» CONSEGNA SCRITTA 1
Traduci in inglese questa frase del testo su Shirin Neshat: «La sua opera ha ricevuto importanti riconoscimenti, tra i quali si ricordano il primo premio internazionale alla Biennale di Venezia del 1999, il gran premio alla Biennale di Kwangju del 2000 e il Lilian Gish Prize ricevuto a New York nel 2006.»
» CONSEGNA SCRITTA 2
Rispondi a queste domande in base al testo fornito:
(a) Quali attività artistiche svolge Shirin Neshat?
(b) In che anno si recò negli Stati Uniti per ragioni di studio?
(c) In che anno ebbe la possibilità di ritornare in patria?

» TESTO FORNITO
● ● ● ● ●

Shirin Neshat è una fotografa e videoartista iraniana. È considerata una delle artiste contemporanee più rappresentative nell’esplorare la complessità delle condizioni sociali all’interno della cultura islamica, rivolgendo uno sguardo particolare al ruolo che qui la donna ricopre. Proprio la condizione della donna islamica, il suo rapporto con il mondo maschile e più in generale il rapporto della cultura islamica con quella occidentale sono così diventati i nodi centrali della sua ricerca artistica.
In questa intervista e in questa si presenta e spiega la sua idea di realizzazione artistica inserita nella società e nelle sue contraddizioni.
Recatasi per ragioni di studio negli Stati Uniti nel 1974, all’avvento della rivoluzione islamica in Iran vi rimase in esilio, proseguendo i suoi studi artistici all’Università di Berkley e poi stabilendosi a New York. La possibilità di ritornare nel 1990 in patria e la constatazione della sua radicale trasformazione ne hanno profondamente influenzato la ricerca indirizzandola, prima attraverso la fotografia poi con video e cortometraggi, verso la comprensione delle complesse forze intellettuali e religiose sottese ai problemi connessi all’identità femminile e al rapporto tra i generi nella realtà islamica contemporanea. La sua opera ha ricevuto importanti riconoscimenti, tra i quali si ricordano il primo premio internazionale alla Biennale di Venezia del 1999, il gran premio alla Biennale di Kwangju del 2000 e il Lilian Gish Prize ricevuto a New York nel 2006.

● ● ● ● ●

(Elementi di un dataset)
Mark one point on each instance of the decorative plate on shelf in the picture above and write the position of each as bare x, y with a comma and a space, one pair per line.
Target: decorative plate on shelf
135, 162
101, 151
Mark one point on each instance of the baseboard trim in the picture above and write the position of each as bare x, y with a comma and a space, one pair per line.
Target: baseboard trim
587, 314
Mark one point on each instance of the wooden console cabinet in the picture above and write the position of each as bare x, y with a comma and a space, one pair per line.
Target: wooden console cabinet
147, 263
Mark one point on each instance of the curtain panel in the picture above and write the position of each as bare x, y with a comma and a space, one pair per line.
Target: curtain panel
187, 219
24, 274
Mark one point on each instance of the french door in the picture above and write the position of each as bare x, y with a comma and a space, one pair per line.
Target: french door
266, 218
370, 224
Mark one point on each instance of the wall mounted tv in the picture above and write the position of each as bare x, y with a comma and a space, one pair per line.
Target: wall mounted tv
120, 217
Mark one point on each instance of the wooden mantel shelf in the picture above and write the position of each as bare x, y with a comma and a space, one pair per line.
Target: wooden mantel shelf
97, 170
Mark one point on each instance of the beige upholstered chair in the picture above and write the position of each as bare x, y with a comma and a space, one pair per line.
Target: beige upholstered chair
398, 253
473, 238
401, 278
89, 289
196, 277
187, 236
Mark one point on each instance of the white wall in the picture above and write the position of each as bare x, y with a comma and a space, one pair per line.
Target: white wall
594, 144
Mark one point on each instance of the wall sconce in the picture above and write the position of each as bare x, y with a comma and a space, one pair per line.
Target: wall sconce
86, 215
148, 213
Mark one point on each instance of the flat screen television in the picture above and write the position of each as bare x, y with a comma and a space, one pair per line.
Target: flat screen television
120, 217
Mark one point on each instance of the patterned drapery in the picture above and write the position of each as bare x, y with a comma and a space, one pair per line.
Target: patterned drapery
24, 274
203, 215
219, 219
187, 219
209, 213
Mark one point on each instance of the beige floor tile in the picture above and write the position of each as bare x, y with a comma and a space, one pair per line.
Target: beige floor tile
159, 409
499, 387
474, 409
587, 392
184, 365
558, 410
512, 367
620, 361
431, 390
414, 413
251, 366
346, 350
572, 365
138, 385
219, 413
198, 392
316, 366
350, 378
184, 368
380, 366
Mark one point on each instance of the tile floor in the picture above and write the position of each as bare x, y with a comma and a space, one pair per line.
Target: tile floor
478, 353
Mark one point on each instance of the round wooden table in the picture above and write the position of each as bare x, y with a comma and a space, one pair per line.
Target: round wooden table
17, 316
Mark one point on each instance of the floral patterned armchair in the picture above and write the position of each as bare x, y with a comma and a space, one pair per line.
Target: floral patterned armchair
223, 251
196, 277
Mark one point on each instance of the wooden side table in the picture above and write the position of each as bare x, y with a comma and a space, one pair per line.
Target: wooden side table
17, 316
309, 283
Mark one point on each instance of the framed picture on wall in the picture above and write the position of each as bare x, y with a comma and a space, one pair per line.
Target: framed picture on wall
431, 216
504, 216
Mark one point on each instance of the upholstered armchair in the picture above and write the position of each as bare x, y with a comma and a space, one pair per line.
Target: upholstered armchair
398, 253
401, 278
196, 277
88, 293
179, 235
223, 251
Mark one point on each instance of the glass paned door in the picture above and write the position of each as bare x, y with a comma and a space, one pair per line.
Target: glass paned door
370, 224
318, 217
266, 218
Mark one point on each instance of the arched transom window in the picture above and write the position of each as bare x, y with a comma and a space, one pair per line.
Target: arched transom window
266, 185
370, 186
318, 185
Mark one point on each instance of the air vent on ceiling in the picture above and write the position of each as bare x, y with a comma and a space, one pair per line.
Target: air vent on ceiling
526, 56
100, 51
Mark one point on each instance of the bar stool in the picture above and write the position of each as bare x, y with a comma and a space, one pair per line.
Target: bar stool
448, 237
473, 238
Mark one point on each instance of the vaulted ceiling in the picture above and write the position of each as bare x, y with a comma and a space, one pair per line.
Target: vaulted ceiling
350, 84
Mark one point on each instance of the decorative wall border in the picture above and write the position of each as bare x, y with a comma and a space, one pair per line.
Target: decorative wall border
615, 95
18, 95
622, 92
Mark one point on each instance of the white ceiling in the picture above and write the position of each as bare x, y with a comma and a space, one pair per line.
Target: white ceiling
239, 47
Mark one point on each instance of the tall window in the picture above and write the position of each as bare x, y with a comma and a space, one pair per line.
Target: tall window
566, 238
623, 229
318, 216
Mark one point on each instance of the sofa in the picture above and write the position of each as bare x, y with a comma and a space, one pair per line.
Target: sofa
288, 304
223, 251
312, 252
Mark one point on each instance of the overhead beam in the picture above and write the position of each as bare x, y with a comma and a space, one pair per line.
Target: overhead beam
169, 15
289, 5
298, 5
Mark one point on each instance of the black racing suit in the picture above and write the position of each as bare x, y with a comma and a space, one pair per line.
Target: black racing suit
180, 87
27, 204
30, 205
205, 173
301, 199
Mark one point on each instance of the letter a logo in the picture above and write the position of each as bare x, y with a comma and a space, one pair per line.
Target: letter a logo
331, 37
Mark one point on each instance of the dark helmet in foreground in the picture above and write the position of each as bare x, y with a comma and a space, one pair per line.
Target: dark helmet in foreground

● ● ● ● ●

» RISULTATO CORRETTO 1
Her work has received important awards, including the first international prize at the 1999 Venice Biennale, the grand prize at the 2000 Kwangju Biennale, and the Lilian Gish Prize, received in New York in 2006.

» RISULTATO CORRETTO 2
(a) È fotografa e videoartista.
(b) Nel 1974.
(c) Nel 1990.